▶ Task prompt
Render every line of the records below as a Markdown table with the columns Row and Text, numbering the rows and skipping blank lines. Leave the pictures out of the answer.
------ Input rows ------
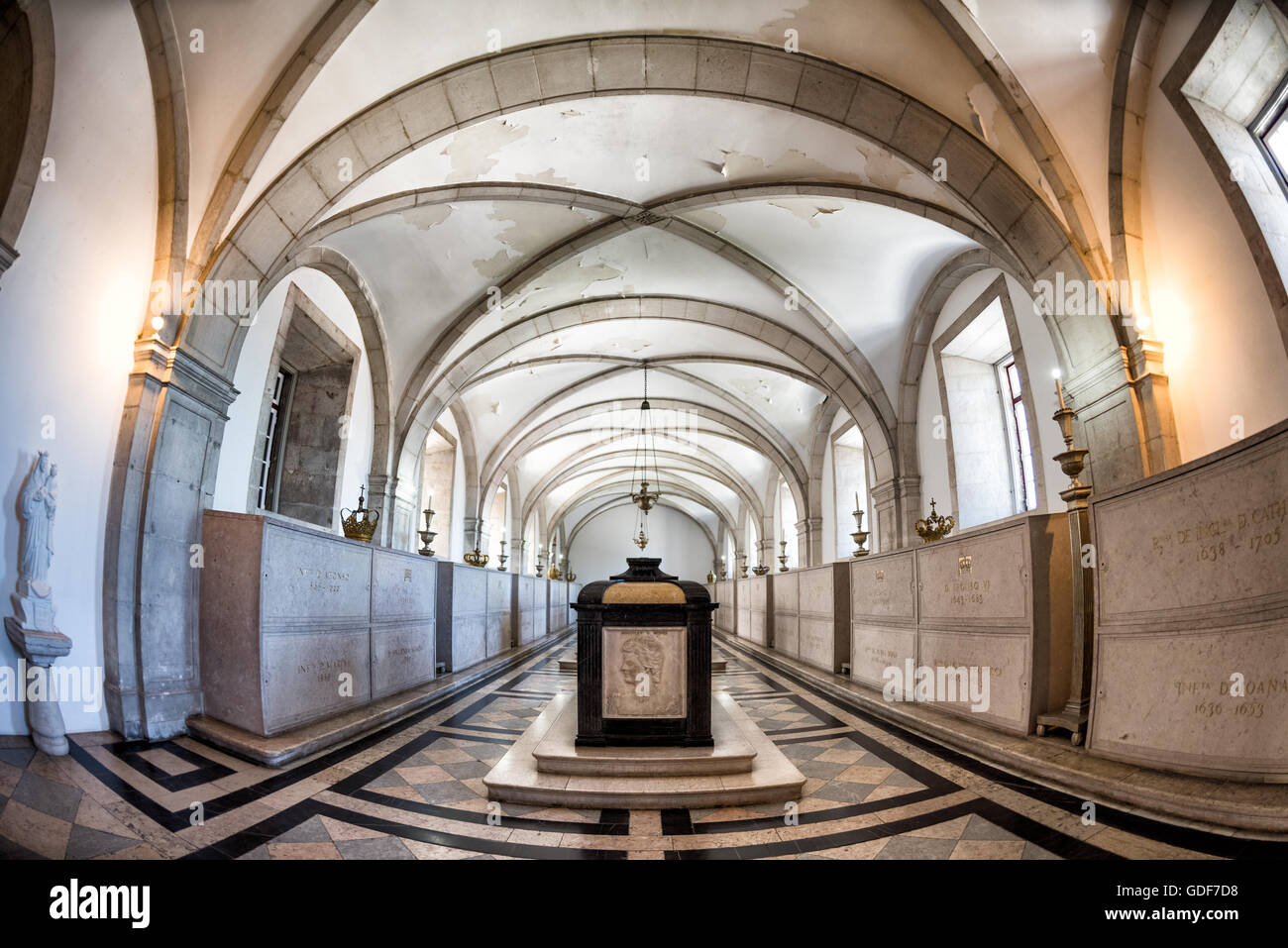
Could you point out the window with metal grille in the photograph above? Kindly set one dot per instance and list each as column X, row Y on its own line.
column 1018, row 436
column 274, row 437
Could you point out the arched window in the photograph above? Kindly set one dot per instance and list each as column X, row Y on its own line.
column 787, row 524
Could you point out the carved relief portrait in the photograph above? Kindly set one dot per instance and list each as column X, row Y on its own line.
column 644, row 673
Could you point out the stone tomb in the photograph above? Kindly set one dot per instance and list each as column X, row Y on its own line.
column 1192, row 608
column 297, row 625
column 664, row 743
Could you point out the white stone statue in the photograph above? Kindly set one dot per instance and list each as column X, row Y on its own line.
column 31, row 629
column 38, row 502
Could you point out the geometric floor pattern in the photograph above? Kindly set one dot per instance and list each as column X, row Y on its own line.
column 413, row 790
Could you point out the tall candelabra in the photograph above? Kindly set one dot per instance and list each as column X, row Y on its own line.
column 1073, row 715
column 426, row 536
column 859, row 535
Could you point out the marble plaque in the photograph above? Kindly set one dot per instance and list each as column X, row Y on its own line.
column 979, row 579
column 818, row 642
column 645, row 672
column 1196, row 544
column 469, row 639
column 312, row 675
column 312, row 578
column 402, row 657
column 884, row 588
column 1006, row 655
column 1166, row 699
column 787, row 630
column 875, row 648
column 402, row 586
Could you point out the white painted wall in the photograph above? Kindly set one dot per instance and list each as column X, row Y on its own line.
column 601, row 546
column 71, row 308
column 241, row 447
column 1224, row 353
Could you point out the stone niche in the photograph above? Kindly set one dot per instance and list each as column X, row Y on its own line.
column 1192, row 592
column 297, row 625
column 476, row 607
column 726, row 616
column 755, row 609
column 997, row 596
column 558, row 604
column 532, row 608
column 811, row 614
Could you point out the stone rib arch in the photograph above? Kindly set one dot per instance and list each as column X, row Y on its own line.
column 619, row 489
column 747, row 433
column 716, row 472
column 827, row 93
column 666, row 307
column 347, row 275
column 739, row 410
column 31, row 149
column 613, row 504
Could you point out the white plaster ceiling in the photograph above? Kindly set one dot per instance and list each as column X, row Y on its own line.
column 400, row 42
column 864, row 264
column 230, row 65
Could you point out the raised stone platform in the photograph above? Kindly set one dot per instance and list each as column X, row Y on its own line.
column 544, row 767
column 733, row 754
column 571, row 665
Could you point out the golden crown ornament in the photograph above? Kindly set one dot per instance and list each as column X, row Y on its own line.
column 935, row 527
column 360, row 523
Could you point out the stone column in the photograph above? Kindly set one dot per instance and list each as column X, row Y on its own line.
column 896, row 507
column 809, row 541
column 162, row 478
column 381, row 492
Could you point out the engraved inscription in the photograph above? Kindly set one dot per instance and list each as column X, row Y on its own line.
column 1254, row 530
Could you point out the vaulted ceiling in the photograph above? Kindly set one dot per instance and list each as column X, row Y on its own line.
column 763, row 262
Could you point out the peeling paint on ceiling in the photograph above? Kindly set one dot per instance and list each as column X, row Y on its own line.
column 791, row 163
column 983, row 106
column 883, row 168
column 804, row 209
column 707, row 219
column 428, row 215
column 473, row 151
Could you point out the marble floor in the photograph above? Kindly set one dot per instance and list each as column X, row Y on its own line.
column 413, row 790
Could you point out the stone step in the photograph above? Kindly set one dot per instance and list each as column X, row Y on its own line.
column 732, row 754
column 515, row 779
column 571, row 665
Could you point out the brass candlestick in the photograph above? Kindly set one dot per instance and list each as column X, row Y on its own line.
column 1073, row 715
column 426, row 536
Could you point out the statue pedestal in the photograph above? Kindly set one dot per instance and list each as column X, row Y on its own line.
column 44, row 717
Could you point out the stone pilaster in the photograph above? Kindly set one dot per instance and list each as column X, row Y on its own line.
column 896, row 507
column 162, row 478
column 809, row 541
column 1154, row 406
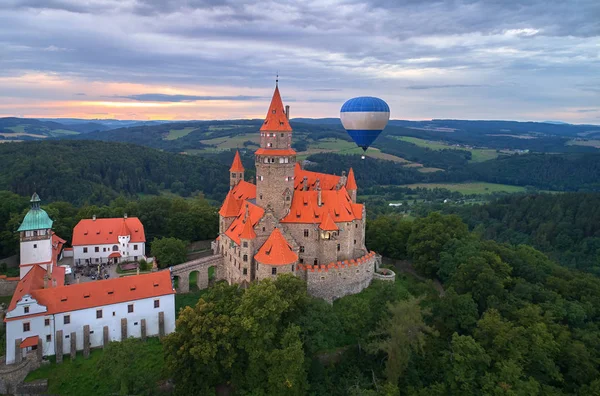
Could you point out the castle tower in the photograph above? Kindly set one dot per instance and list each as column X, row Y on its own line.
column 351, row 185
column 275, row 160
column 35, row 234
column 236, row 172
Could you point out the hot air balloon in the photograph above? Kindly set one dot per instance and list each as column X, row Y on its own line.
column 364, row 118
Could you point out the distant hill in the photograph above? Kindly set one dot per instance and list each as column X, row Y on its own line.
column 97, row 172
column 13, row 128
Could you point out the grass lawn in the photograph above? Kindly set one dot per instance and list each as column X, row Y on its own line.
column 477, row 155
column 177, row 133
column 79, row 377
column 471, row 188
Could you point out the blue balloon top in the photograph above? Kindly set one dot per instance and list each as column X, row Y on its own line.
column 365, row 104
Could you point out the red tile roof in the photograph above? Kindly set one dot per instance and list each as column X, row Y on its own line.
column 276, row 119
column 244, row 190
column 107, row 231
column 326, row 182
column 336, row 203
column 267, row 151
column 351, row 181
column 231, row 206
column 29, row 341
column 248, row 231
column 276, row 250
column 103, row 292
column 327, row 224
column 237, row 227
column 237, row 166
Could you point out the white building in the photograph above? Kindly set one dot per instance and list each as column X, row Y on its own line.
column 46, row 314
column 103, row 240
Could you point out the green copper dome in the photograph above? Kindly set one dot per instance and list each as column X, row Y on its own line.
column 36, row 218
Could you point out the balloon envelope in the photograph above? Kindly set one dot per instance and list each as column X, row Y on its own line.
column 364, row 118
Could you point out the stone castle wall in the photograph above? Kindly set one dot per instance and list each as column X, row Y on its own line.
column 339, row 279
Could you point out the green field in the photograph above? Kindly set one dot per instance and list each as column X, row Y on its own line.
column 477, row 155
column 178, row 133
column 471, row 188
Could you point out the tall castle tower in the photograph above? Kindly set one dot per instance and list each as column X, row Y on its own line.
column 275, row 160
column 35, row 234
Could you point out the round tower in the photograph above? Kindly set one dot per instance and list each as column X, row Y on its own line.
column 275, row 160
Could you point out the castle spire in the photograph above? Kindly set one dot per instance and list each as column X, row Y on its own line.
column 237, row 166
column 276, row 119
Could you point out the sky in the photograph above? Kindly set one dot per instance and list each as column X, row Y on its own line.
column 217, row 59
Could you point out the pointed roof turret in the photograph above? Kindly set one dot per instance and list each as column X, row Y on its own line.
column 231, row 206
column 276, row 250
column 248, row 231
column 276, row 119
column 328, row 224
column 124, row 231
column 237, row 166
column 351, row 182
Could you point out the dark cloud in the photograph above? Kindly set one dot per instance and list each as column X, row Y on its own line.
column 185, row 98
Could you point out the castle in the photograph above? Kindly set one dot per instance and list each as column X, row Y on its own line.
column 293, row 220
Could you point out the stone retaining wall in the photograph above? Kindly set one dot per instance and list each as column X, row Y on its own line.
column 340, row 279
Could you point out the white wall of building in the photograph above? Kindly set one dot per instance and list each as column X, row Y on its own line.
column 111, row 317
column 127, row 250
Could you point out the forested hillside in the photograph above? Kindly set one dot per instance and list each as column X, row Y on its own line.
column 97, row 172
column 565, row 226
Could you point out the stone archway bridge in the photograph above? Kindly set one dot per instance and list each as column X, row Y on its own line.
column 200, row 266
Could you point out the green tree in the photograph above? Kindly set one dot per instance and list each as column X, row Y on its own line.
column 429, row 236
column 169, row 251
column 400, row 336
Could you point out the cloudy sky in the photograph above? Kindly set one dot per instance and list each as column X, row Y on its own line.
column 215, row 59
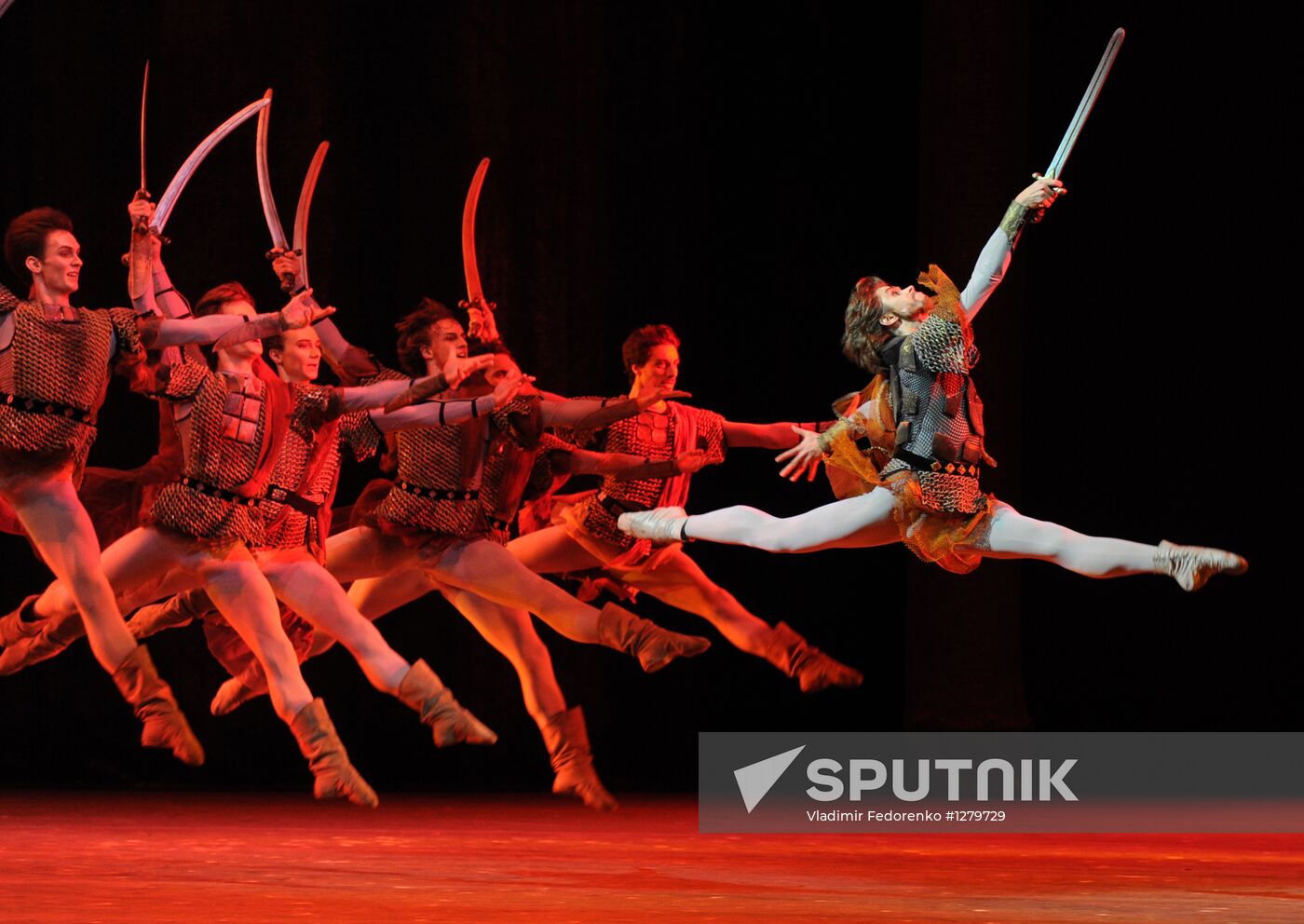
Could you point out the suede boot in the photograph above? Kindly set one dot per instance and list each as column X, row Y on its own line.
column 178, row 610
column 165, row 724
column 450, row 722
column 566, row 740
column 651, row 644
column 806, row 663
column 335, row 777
------
▶ The output
| Row | Text |
|---|---|
| 1 | Could you point out the window with metal grille in the photograph above? Kindly set one dot per instance and list each as column X, row Y on its own line. |
| 2 | column 1018, row 436 |
| 3 | column 274, row 437 |
| 4 | Could you point out the arched window in the photograph above? Kindly set one dot per instance and list each as column X, row Y on its own line. |
| 5 | column 787, row 524 |
| 6 | Could you point out the carved relief portrait in the photograph above? Kindly set one dot per instance and list each as column X, row Y on its own line. |
| 7 | column 644, row 673 |
| 8 | Could you point out the stone tomb in the photograph above? Kindly set one dot per instance and list each as column X, row Y on its own line. |
| 9 | column 1192, row 608 |
| 10 | column 297, row 625 |
| 11 | column 664, row 743 |
| 12 | Could you point out the white stone statue in the photograph above? Kindly set one dot per instance and list each as column X, row Y on its own line. |
| 13 | column 31, row 629 |
| 14 | column 38, row 502 |
| 15 | Could you point out the geometric floor pattern in the photograph above? Kindly set one dot per instance and list each as column X, row Y on its own line. |
| 16 | column 413, row 790 |
| 17 | Could you point out the tall candelabra in the photograph above? Kindly set one dot per instance and list each as column X, row Y on its own line. |
| 18 | column 1073, row 715 |
| 19 | column 426, row 536 |
| 20 | column 859, row 535 |
| 21 | Could you point out the marble plaque in the photograph above? Kindly set one dot per instance and list each as column X, row Y on its own line. |
| 22 | column 979, row 579 |
| 23 | column 818, row 642 |
| 24 | column 645, row 672 |
| 25 | column 1196, row 544 |
| 26 | column 469, row 639 |
| 27 | column 312, row 675 |
| 28 | column 312, row 578 |
| 29 | column 402, row 657 |
| 30 | column 884, row 588 |
| 31 | column 1006, row 655 |
| 32 | column 1166, row 699 |
| 33 | column 787, row 630 |
| 34 | column 875, row 648 |
| 35 | column 402, row 586 |
| 36 | Could you point out the white painted wall in the photograph above? Kindly set one dot per instance and list each as column X, row Y on its own line. |
| 37 | column 601, row 546 |
| 38 | column 71, row 308 |
| 39 | column 241, row 447 |
| 40 | column 1224, row 353 |
| 41 | Could you point out the stone niche in the photograph above? Kindly set one dot per instance and list each as column X, row Y on its own line. |
| 42 | column 1192, row 592 |
| 43 | column 297, row 625 |
| 44 | column 476, row 607 |
| 45 | column 726, row 616 |
| 46 | column 755, row 609 |
| 47 | column 997, row 596 |
| 48 | column 558, row 604 |
| 49 | column 532, row 608 |
| 50 | column 811, row 614 |
| 51 | Could you point out the stone rib arch in the photograph above? Kindly set one dot per instance and list each as column X, row Y on its own line. |
| 52 | column 619, row 489 |
| 53 | column 747, row 433 |
| 54 | column 716, row 472 |
| 55 | column 827, row 93 |
| 56 | column 666, row 307 |
| 57 | column 347, row 275 |
| 58 | column 739, row 410 |
| 59 | column 31, row 149 |
| 60 | column 613, row 504 |
| 61 | Could you point out the white plaster ceiling in the photograph above? Kindly set one dot per instance and list each as column X, row Y on its own line. |
| 62 | column 400, row 42 |
| 63 | column 864, row 264 |
| 64 | column 230, row 65 |
| 65 | Could you point out the raised stone platform in the photograph above? Kindly set one dot per instance and list each as column X, row Y on its own line. |
| 66 | column 544, row 767 |
| 67 | column 733, row 754 |
| 68 | column 571, row 665 |
| 69 | Could you point out the golden crown ornament in the photograph above? Kindly set one dot per instance and list each as column X, row Y on its own line. |
| 70 | column 935, row 527 |
| 71 | column 360, row 523 |
| 72 | Could you point out the stone column in the photograph above? Kindly set one dot per instance and list each as column X, row Y on its own line. |
| 73 | column 896, row 507 |
| 74 | column 809, row 541 |
| 75 | column 162, row 478 |
| 76 | column 381, row 492 |
| 77 | Could you point out the engraved inscription in the photograph above? Kindly set one dot per instance and list each as column X, row Y on its own line. |
| 78 | column 1254, row 530 |
| 79 | Could you point out the vaulted ceiling in the photograph above? Kindly set one dot per instance and list each as column X, row Y on its own line. |
| 80 | column 763, row 262 |
| 81 | Could you point out the peeling paint on ceiling in the photograph above? Kindly set one dot per instance and list each as column X, row Y on its own line. |
| 82 | column 791, row 163 |
| 83 | column 983, row 106 |
| 84 | column 883, row 168 |
| 85 | column 804, row 209 |
| 86 | column 707, row 219 |
| 87 | column 428, row 215 |
| 88 | column 473, row 151 |
| 89 | Could you point out the marble floor in the photograph above? Kindly set one dot per instance and list each as column X, row Y on its own line. |
| 90 | column 413, row 790 |
| 91 | Could you point out the stone step in the photograph above? Kindly set one dot per instance and list each as column X, row Y on its own line. |
| 92 | column 732, row 754 |
| 93 | column 515, row 779 |
| 94 | column 571, row 665 |
| 95 | Could you point out the brass candlestick in the photograph above? Kindly set one dot per instance and list each as column X, row Y on its own line. |
| 96 | column 1073, row 715 |
| 97 | column 426, row 536 |
| 98 | Could you point out the statue pedestal in the photograph above? Kindly set one dot per instance and list each as column X, row Y on its own line. |
| 99 | column 44, row 717 |
| 100 | Could you point out the stone pilaster in the photograph above? Kindly set one dot per instance and list each as column X, row Y on its own line. |
| 101 | column 896, row 507 |
| 102 | column 162, row 478 |
| 103 | column 809, row 541 |
| 104 | column 1154, row 406 |
| 105 | Could you point out the castle tower in the photograph above? Kindly set one dot per instance and list each as column X, row Y on its own line. |
| 106 | column 351, row 185 |
| 107 | column 275, row 160 |
| 108 | column 35, row 234 |
| 109 | column 236, row 172 |
| 110 | Could you point out the hot air balloon in the photograph above? Kindly set one dot per instance and list each as column X, row Y on its own line. |
| 111 | column 364, row 118 |
| 112 | Could you point out the distant hill in the photograph above? Kindly set one dot per instance and list each as column X, row Y on its own line. |
| 113 | column 97, row 172 |
| 114 | column 13, row 128 |
| 115 | Could you point out the grass lawn in the photograph above? Kindly set one dot per instance and list each as column X, row Y on its own line. |
| 116 | column 477, row 155 |
| 117 | column 177, row 133 |
| 118 | column 79, row 377 |
| 119 | column 471, row 188 |
| 120 | Could you point out the blue balloon top in the photograph above? Kindly set one dot per instance and list each as column X, row Y on its own line. |
| 121 | column 365, row 104 |
| 122 | Could you point out the red tile roof in the photograph above? Kindly set one dot per instance and list each as column X, row Y on its own line. |
| 123 | column 276, row 119 |
| 124 | column 244, row 190 |
| 125 | column 107, row 231 |
| 126 | column 326, row 182 |
| 127 | column 336, row 203 |
| 128 | column 267, row 151 |
| 129 | column 351, row 181 |
| 130 | column 231, row 206 |
| 131 | column 29, row 341 |
| 132 | column 248, row 231 |
| 133 | column 276, row 250 |
| 134 | column 103, row 292 |
| 135 | column 327, row 224 |
| 136 | column 237, row 227 |
| 137 | column 237, row 166 |
| 138 | Could you point out the white building in the photograph above? Kindly set one dot per instance and list each as column X, row Y on its own line. |
| 139 | column 46, row 314 |
| 140 | column 103, row 240 |
| 141 | Could you point out the green copper dome in the photograph above? Kindly set one dot per instance and list each as column X, row Y on its own line. |
| 142 | column 36, row 218 |
| 143 | Could you point out the balloon envelope in the photograph above? Kindly set one dot per instance and list each as column X, row Y on its own line. |
| 144 | column 364, row 118 |
| 145 | Could you point out the stone castle wall in the photograph above? Kindly set one dot per instance and list each as column X, row Y on its own line. |
| 146 | column 339, row 279 |
| 147 | Could you point out the green field in the photograph above? Kindly set one dot per instance and list each as column X, row Y on its own line. |
| 148 | column 477, row 155 |
| 149 | column 178, row 133 |
| 150 | column 471, row 188 |
| 151 | Could you point out the tall castle tower in the photograph above? Kindly set one dot per instance and list each as column X, row Y on its own line. |
| 152 | column 275, row 160 |
| 153 | column 35, row 234 |
| 154 | Could you point out the round tower in the photograph above? Kindly set one dot per instance and list each as column X, row Y on its own line. |
| 155 | column 275, row 160 |
| 156 | Could you point out the castle spire in the photograph above? Kindly set one dot per instance and list each as column X, row Y on its own line. |
| 157 | column 237, row 166 |
| 158 | column 276, row 119 |
| 159 | Could you point out the sky in the photograph above? Kindly set one dot per instance and list each as column X, row Y on its own line. |
| 160 | column 217, row 59 |
| 161 | Could you point out the pointed roof turret in the photograph above? Kindly set one dot per instance and list each as column X, row Y on its own line. |
| 162 | column 231, row 206 |
| 163 | column 276, row 250 |
| 164 | column 248, row 231 |
| 165 | column 276, row 119 |
| 166 | column 328, row 224 |
| 167 | column 124, row 231 |
| 168 | column 237, row 166 |
| 169 | column 351, row 182 |
| 170 | Could you point out the dark cloud in the photograph above? Kindly set one dot per instance and list each as column X, row Y on its own line. |
| 171 | column 185, row 98 |
| 172 | Could you point out the castle in the photograph above? Kindly set one dot per instance and list each as column X, row Y on its own line. |
| 173 | column 293, row 220 |
| 174 | Could you point out the stone retaining wall in the photograph above? Kindly set one dot per instance and list each as column X, row Y on its own line. |
| 175 | column 340, row 279 |
| 176 | Could you point out the white wall of building in the photograph above? Kindly set one dot per instance and list each as column X, row Y on its own line. |
| 177 | column 111, row 317 |
| 178 | column 127, row 250 |
| 179 | Could you point out the forested hillside in the photograph above? Kindly set one dot per instance and list each as column X, row Y on its own line. |
| 180 | column 97, row 172 |
| 181 | column 565, row 226 |
| 182 | Could you point out the stone archway bridge in the photograph above? Kindly set one dot per instance and list each as column X, row Y on its own line. |
| 183 | column 200, row 266 |
| 184 | Could you point out the green tree in the photograph above? Kindly set one dot per instance and list each as column X, row Y on its own line. |
| 185 | column 429, row 236 |
| 186 | column 169, row 251 |
| 187 | column 400, row 336 |
| 188 | Could you point out the cloudy sky in the photograph above? Kindly set one dot per instance and list each as column X, row Y on its own line. |
| 189 | column 215, row 59 |
| 190 | Could you point out the suede boot in the photograph above? Kindly set one dot per instance and list each as column X, row Y on its own line. |
| 191 | column 178, row 610 |
| 192 | column 165, row 724 |
| 193 | column 450, row 722 |
| 194 | column 566, row 740 |
| 195 | column 651, row 644 |
| 196 | column 806, row 663 |
| 197 | column 335, row 777 |